GIVEN INFORMATION>
------------------------------------------------------------

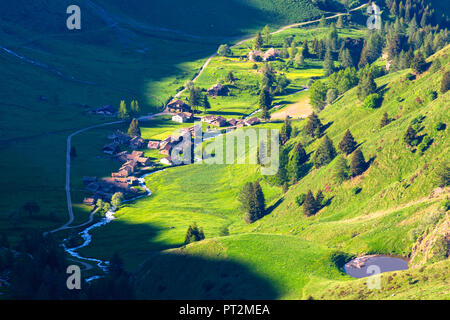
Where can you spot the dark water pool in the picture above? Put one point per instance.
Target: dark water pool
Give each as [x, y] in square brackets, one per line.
[369, 265]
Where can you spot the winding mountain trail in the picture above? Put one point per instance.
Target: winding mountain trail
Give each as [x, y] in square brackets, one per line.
[70, 220]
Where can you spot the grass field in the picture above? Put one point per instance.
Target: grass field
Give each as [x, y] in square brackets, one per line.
[394, 199]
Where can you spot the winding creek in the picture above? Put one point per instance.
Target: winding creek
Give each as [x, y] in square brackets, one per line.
[87, 237]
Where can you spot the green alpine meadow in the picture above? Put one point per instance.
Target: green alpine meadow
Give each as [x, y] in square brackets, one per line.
[225, 150]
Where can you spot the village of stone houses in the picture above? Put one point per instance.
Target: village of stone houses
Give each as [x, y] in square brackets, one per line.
[129, 150]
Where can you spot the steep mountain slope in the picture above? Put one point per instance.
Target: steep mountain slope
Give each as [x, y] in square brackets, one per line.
[395, 196]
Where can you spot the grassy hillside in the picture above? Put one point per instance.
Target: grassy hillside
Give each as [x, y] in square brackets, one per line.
[393, 201]
[124, 50]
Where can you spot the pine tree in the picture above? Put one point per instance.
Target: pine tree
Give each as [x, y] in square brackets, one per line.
[322, 22]
[299, 60]
[333, 38]
[319, 200]
[244, 196]
[313, 126]
[340, 23]
[305, 50]
[366, 86]
[123, 111]
[309, 205]
[385, 120]
[328, 63]
[73, 153]
[260, 202]
[265, 98]
[410, 137]
[296, 163]
[358, 163]
[445, 83]
[418, 63]
[325, 153]
[348, 143]
[230, 77]
[318, 95]
[286, 130]
[294, 50]
[133, 129]
[284, 52]
[341, 169]
[134, 107]
[258, 42]
[266, 34]
[265, 114]
[206, 105]
[194, 234]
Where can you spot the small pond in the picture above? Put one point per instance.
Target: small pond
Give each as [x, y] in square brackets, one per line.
[369, 265]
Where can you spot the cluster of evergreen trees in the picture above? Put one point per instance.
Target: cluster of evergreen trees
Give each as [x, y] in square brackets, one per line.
[193, 234]
[125, 112]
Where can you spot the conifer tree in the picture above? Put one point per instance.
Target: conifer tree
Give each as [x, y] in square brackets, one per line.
[341, 169]
[322, 21]
[340, 23]
[260, 202]
[313, 126]
[286, 130]
[294, 49]
[410, 137]
[348, 143]
[366, 86]
[328, 63]
[305, 50]
[194, 234]
[358, 163]
[73, 153]
[299, 60]
[296, 163]
[418, 63]
[133, 129]
[319, 200]
[309, 205]
[258, 42]
[385, 120]
[266, 34]
[325, 153]
[265, 114]
[206, 105]
[123, 111]
[445, 83]
[265, 98]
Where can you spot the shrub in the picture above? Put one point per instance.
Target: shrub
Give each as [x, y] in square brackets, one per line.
[442, 175]
[424, 145]
[331, 95]
[300, 199]
[431, 95]
[439, 126]
[194, 234]
[356, 190]
[445, 84]
[372, 101]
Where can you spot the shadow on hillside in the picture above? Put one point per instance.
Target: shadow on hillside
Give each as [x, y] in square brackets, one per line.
[169, 275]
[270, 209]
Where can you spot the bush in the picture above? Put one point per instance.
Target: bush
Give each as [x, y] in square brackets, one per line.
[425, 144]
[356, 190]
[372, 101]
[439, 126]
[431, 95]
[300, 199]
[331, 95]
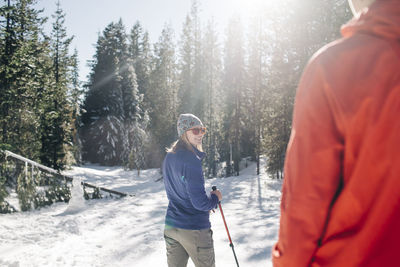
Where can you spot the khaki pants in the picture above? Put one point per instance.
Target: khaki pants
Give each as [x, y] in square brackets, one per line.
[196, 244]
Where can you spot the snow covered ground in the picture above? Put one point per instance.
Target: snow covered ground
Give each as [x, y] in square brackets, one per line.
[129, 231]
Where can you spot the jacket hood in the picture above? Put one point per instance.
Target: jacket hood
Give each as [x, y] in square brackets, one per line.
[382, 19]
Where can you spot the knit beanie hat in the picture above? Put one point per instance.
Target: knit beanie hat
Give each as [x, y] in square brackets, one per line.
[187, 121]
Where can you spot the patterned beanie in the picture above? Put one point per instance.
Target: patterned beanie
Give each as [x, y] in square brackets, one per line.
[187, 121]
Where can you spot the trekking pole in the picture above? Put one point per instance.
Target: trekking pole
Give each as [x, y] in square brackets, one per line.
[226, 227]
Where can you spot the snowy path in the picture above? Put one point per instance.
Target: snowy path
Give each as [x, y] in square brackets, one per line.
[128, 232]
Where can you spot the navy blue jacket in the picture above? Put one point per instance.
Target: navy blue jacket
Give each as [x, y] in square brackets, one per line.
[189, 204]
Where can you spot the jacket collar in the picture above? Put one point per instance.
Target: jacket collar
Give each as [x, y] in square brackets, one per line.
[382, 19]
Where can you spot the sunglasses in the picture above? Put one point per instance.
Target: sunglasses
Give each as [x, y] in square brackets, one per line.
[197, 131]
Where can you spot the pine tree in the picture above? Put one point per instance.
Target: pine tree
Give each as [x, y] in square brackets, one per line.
[163, 97]
[55, 120]
[256, 97]
[191, 91]
[23, 76]
[211, 80]
[75, 102]
[140, 52]
[114, 121]
[104, 105]
[234, 87]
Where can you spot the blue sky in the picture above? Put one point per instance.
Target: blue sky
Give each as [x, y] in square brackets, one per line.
[85, 19]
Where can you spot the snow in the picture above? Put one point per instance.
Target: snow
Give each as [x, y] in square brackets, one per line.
[129, 231]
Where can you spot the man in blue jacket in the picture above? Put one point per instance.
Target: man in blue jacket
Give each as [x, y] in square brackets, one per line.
[187, 225]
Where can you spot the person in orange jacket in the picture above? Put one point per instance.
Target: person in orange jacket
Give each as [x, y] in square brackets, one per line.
[341, 192]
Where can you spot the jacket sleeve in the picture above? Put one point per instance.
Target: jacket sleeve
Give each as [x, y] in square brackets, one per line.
[312, 169]
[193, 175]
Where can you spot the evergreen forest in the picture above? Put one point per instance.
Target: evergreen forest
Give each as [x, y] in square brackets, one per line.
[240, 82]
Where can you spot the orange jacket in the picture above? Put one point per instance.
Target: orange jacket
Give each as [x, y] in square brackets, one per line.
[341, 193]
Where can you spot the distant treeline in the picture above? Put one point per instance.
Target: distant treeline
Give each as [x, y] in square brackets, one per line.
[241, 84]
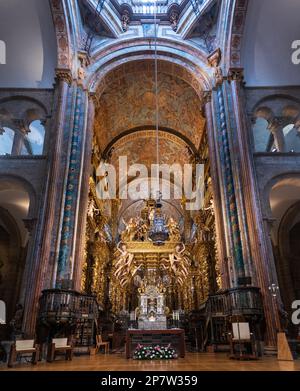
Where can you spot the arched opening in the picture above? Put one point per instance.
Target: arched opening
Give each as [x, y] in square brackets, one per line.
[14, 209]
[285, 207]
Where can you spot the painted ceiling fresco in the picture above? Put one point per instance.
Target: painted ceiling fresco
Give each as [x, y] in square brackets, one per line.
[140, 147]
[129, 102]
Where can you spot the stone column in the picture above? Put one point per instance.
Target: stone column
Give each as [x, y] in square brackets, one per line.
[19, 137]
[86, 172]
[276, 125]
[40, 256]
[253, 224]
[215, 175]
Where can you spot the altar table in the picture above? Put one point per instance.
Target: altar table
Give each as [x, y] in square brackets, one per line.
[175, 337]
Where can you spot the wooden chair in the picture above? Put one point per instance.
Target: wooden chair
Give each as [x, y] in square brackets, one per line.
[60, 345]
[100, 343]
[242, 337]
[21, 347]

------------------------------------------------------------

WHAT TO PRODUCE>
Each line in the entries above that includes the word "chair" counts once; state the total and nothing else.

EXERCISE SOLUTION>
2